[Start of STORED RECORDS]

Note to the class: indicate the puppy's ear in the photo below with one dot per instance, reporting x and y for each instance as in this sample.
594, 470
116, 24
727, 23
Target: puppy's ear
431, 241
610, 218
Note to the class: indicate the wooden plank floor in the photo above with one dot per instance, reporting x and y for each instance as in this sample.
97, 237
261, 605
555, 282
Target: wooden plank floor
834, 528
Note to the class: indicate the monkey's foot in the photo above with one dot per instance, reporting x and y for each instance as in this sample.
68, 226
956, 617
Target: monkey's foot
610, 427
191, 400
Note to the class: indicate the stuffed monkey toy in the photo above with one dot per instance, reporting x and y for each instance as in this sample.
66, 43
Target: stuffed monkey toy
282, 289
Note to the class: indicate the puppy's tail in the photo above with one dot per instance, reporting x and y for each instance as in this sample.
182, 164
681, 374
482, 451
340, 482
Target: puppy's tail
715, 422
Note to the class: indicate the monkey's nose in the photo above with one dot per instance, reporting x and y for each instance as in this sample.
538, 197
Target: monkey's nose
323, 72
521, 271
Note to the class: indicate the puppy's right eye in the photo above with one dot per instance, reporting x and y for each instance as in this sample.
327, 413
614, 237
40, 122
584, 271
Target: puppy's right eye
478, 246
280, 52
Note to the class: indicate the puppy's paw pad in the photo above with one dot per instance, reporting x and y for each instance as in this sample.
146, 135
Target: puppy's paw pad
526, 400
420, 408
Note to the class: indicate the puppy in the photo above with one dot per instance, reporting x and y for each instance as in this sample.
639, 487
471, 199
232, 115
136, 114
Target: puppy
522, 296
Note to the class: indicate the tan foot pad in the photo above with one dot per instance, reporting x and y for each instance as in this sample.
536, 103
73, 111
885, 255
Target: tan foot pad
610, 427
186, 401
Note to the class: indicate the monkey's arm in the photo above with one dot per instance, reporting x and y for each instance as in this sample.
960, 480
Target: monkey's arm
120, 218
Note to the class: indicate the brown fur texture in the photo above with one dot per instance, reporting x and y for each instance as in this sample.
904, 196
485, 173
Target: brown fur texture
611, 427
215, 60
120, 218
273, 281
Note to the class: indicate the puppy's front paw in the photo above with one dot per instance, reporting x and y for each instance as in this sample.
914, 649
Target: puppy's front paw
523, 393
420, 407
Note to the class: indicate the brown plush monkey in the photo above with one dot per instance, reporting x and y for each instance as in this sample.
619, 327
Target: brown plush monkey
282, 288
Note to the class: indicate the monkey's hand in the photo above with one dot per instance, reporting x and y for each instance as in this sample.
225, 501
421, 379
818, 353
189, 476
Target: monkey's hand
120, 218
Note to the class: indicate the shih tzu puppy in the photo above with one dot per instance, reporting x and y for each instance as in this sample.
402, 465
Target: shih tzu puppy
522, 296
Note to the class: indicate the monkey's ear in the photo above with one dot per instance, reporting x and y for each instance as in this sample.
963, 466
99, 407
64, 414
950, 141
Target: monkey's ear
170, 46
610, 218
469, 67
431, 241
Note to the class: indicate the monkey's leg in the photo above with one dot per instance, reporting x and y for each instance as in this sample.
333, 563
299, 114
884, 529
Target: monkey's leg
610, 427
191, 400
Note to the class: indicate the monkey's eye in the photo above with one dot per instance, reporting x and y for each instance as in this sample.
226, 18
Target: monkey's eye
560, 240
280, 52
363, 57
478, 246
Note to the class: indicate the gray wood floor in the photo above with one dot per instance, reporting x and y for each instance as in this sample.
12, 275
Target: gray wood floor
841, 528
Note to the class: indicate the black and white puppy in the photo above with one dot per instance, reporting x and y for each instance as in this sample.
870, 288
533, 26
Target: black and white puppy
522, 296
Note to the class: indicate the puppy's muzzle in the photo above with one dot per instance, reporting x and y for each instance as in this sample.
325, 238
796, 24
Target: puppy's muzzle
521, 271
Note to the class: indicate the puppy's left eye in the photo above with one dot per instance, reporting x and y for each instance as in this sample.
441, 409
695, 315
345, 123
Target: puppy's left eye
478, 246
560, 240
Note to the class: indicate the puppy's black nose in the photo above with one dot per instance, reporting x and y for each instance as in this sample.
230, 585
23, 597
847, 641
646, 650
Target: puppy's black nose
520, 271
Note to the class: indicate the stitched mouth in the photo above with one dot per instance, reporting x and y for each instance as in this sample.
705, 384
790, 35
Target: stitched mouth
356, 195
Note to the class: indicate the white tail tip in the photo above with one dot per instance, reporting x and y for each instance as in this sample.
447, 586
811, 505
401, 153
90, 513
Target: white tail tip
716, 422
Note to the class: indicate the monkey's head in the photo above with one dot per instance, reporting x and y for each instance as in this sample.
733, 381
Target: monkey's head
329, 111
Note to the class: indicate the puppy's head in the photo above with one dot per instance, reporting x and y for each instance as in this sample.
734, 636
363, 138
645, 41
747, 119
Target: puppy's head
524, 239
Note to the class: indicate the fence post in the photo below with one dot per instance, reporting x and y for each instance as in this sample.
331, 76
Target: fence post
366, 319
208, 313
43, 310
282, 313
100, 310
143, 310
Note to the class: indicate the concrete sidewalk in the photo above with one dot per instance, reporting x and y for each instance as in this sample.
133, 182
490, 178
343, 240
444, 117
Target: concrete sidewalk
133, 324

[End of STORED RECORDS]

**DO THIS**
From the records above, please extract every line and repeat it exactly.

**WORKED SOLUTION**
Note to the class: indicate the puppy's ear in the photo below with one dot per instance, reporting x and y for each instance as in this sample.
594, 470
116, 24
727, 23
Target: puppy's ear
431, 241
610, 218
Note to the class: indicate the wooden plank floor in the photo above with one dot per instance, reporting x and y for each instance as in this sample.
97, 237
261, 605
555, 282
Target: wooden plank floor
834, 528
Note to the class: indicate the monkey's foot in the photo above with one dot per instance, reporting x and y for each instance as in this sample.
68, 226
956, 617
Target: monkey's foot
610, 427
191, 400
Note to the class: indicate the stuffed monkey toy in the photo above with one dot per instance, reporting x and y for each instance as in this sample.
66, 43
Target: stuffed monkey toy
282, 289
Note to the class: indicate the puppy's tail in the photo above with one dot per instance, reporting x and y for each instance as in this sample.
182, 164
681, 374
482, 451
340, 482
Target: puppy's tail
715, 422
Note to the class: indicate the monkey's nose in the photo above with one dot per instance, reporting x and y for each instance as in this sample.
538, 197
Target: monkey's nose
323, 72
521, 271
Note to the class: indicate the puppy's right eye in the photo above with one dot per instance, reporting x and y for each instance as in this sample.
327, 413
614, 237
40, 122
584, 271
Target: puppy's right eye
478, 246
280, 52
Note to the class: indicate the puppy's paw pad in the photo above with one dot per instance, reporting x and y for each instance as in this sample.
146, 135
Target: puppy's paw pad
526, 400
420, 408
Note to the class: indicate the puppy in the photo above with one dot per instance, reporting x and y for each instance as in this sample.
639, 487
471, 199
232, 115
136, 114
Target: puppy
522, 296
Note to the class: indicate the tan foot pad in the photo above with one dot per instance, reporting x and y for each instance as in this sample.
536, 103
73, 111
885, 255
Target: tan foot pad
610, 427
186, 401
Note to the class: indicate the monkey's arm in the photo above with one dot per instance, reporting x and y for each instance as in this sample.
960, 480
Target: monkey's arm
120, 218
Note to the class: indicate the brown fur texture in the photo above with one dot per instance, reporting x and y for each instance as in this sample.
904, 196
485, 173
Target: brown fur texture
611, 427
215, 60
120, 218
273, 281
Note to the class: indicate the puppy's front paw in the photo above with one dot per instance, reporting x and y for each instance as in this sample.
914, 649
Target: puppy's front paw
523, 393
420, 407
Note to the class: indicate the brown plush monkey in the photo above with one dot per instance, reporting x and y for each instance as in this sample.
619, 327
Target: brown plush monkey
282, 288
Note to the class: indicate the monkey's hand in the photo above with one dot per instance, reporting x and y for each instance as in this sample.
225, 501
421, 379
818, 353
189, 476
Target: monkey's hand
120, 218
Note to the class: indicate the shih tzu puppy in the photo above with one dot per instance, reporting x and y for each instance as in this sample.
402, 465
Target: shih tzu puppy
522, 296
Note to the class: indicate the monkey's ear in the photo above with one dot per instance, reporting x and y for each instance as in this sample.
963, 466
99, 407
64, 414
950, 141
Target: monkey's ear
170, 46
610, 218
469, 67
431, 241
Note to the class: indicate the monkey's leg in the photo above with one dot per instance, reporting x and y for each instance as in this sample.
333, 563
299, 114
884, 529
Target: monkey's leg
610, 427
191, 400
Note to the class: indicate the monkey's eye in the photo above with one dot per instance, reporting x and y for each instance as in this sample.
226, 18
Target: monkey's eye
560, 240
280, 52
363, 57
478, 246
Note to the class: indicate the gray wood floor in the photo above with one dot per instance, reporting x and y for each instance as in this sample.
12, 275
Target: gray wood floor
841, 528
Note to the class: indicate the black and white puppy in the photo above with one dot per instance, reporting x and y for each instance as in this sample.
870, 288
533, 26
Target: black and white puppy
522, 296
Note to the class: indicate the puppy's muzzle in the photo above with one dot per instance, reporting x and y for each instance as in this sample.
325, 238
796, 24
Target: puppy's muzzle
521, 271
Note to the class: indicate the puppy's left eye in the photo above with one dot per instance, reporting x and y for each instance as in this sample.
441, 409
695, 315
345, 123
Target: puppy's left eye
478, 246
560, 240
Note to the class: indicate the puppy's black nose in the photo above with one dot per instance, reporting x and y for each instance as in this sample.
230, 585
23, 597
847, 641
646, 650
Target: puppy's black nose
520, 271
Note to the class: indicate the stitched mouth in the photo above with one dot per instance, reporting x and y for each instance as in this sample.
705, 384
790, 35
Target: stitched mouth
356, 195
Note to the class: indicate the white tail tip in the photo above with one dot per instance, reporting x and y for each instance as in this sample.
447, 586
811, 505
401, 153
90, 513
Target: white tail tip
716, 422
Note to the class: indicate the monkey's head in the photo above with one dot per instance, reporting x and y for each instance as in this sample.
733, 381
Target: monkey's head
329, 111
Note to the class: indicate the puppy's head in the photo above with one dot per instance, reporting x and y for each instance as in this sample.
734, 636
363, 138
645, 41
747, 119
Target: puppy's head
524, 239
Note to the class: indicate the fence post in the photo below with one dot per instance, reporting x and y for each instance as in this sample.
331, 76
Target: fence post
366, 319
208, 313
43, 310
282, 313
100, 310
143, 310
Note to the class: indicate the concrete sidewalk in the photo above with one dot per instance, reporting x and y for each instance as in this sample.
133, 182
490, 178
343, 240
444, 117
Target: concrete sidewalk
133, 324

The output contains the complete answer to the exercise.